### Work to be completed
If a line in the records below contains "hand", copy that line.
++++++++
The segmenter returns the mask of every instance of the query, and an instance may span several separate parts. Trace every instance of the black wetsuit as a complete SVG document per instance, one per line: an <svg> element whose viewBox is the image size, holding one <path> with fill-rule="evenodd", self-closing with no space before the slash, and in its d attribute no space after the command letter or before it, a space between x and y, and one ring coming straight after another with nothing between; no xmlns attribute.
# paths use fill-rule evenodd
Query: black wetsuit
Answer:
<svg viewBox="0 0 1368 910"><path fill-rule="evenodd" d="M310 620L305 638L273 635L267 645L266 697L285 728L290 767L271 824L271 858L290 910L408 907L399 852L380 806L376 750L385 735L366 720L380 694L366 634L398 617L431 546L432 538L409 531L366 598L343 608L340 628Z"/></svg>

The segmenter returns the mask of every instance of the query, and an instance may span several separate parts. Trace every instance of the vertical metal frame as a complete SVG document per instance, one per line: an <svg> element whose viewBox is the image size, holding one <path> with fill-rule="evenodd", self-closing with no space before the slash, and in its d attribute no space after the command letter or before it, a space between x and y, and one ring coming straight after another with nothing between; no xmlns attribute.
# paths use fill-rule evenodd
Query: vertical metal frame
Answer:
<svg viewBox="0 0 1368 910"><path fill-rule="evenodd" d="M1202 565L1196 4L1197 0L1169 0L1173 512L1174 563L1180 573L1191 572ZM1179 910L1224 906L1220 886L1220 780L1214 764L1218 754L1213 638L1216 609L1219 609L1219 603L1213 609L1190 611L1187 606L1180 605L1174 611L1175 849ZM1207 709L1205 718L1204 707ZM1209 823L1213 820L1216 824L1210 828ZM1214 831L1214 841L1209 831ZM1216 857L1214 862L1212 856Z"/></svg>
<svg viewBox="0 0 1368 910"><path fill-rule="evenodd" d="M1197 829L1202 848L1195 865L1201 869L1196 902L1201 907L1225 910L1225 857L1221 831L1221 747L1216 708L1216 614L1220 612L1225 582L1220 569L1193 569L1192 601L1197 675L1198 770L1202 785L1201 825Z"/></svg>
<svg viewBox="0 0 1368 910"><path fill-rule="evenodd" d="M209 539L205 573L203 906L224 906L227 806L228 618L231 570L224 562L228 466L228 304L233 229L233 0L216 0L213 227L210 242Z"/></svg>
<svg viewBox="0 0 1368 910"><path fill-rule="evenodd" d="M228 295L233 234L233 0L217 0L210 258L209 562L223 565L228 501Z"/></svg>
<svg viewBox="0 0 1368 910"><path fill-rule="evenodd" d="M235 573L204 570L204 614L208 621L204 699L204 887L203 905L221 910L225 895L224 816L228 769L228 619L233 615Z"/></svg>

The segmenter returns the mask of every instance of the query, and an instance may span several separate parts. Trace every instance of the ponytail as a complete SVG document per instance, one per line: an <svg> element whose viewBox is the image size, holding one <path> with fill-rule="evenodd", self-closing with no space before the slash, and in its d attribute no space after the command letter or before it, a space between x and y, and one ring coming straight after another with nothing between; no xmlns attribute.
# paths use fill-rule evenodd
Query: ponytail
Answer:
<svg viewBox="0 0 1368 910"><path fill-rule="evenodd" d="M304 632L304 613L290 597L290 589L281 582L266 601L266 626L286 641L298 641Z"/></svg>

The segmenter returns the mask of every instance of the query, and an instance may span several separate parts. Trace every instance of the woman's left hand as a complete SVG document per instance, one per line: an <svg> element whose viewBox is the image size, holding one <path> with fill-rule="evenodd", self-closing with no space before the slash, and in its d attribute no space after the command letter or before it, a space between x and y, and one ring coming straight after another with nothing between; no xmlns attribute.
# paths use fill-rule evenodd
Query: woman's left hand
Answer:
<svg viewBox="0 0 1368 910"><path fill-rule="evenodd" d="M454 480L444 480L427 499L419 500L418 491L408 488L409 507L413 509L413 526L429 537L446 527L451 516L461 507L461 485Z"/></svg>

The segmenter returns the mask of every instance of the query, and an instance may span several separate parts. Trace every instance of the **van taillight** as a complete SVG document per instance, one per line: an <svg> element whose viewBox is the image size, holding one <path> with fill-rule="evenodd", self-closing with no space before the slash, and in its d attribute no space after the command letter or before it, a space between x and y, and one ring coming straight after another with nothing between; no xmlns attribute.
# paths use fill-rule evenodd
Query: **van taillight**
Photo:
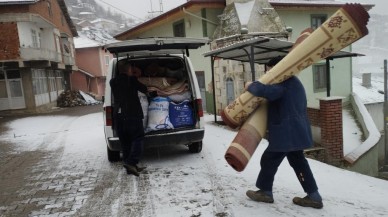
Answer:
<svg viewBox="0 0 388 217"><path fill-rule="evenodd" d="M196 99L198 117L203 117L202 99Z"/></svg>
<svg viewBox="0 0 388 217"><path fill-rule="evenodd" d="M105 107L105 125L112 126L112 107Z"/></svg>

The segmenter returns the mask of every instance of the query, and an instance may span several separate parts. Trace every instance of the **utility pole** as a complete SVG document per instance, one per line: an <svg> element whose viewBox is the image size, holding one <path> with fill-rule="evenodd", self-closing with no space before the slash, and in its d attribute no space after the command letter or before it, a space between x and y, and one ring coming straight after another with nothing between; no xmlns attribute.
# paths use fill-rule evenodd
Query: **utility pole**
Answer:
<svg viewBox="0 0 388 217"><path fill-rule="evenodd" d="M159 14L163 13L163 0L159 0L159 11L154 11L152 7L152 0L150 0L150 4L151 4L151 11L149 11L148 13L152 14L152 17L154 17L155 13L159 13Z"/></svg>
<svg viewBox="0 0 388 217"><path fill-rule="evenodd" d="M384 60L384 170L388 170L388 75L387 75L387 60Z"/></svg>

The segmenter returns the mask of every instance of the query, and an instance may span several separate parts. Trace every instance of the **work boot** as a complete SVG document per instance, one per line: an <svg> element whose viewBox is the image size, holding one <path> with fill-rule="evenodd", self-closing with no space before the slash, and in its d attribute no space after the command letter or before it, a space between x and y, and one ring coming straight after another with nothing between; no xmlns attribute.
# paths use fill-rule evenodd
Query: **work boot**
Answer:
<svg viewBox="0 0 388 217"><path fill-rule="evenodd" d="M254 200L257 202L273 203L274 201L272 196L266 194L262 190L258 190L258 191L248 190L246 194L251 200Z"/></svg>
<svg viewBox="0 0 388 217"><path fill-rule="evenodd" d="M127 170L127 174L132 174L134 176L139 176L139 172L136 169L136 166L129 164L123 164L124 168Z"/></svg>
<svg viewBox="0 0 388 217"><path fill-rule="evenodd" d="M315 209L322 209L323 207L322 201L312 200L309 196L306 196L304 198L294 197L294 199L292 199L292 202L299 206L312 207Z"/></svg>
++++++++
### Answer
The segmenter returns the mask of every instance of the query, and an instance may span several separate parts. Trace every instance of the woman's left hand as a complete SVG document per instance, one per line: an <svg> element whose viewBox is the image size, holding one <path> with fill-rule="evenodd", self-closing with no space before the slash, and in its d attribute no space after the command letter or before it, a space between x and y, and one ring coming straight after another with nothing between; no xmlns attribute.
Query: woman's left hand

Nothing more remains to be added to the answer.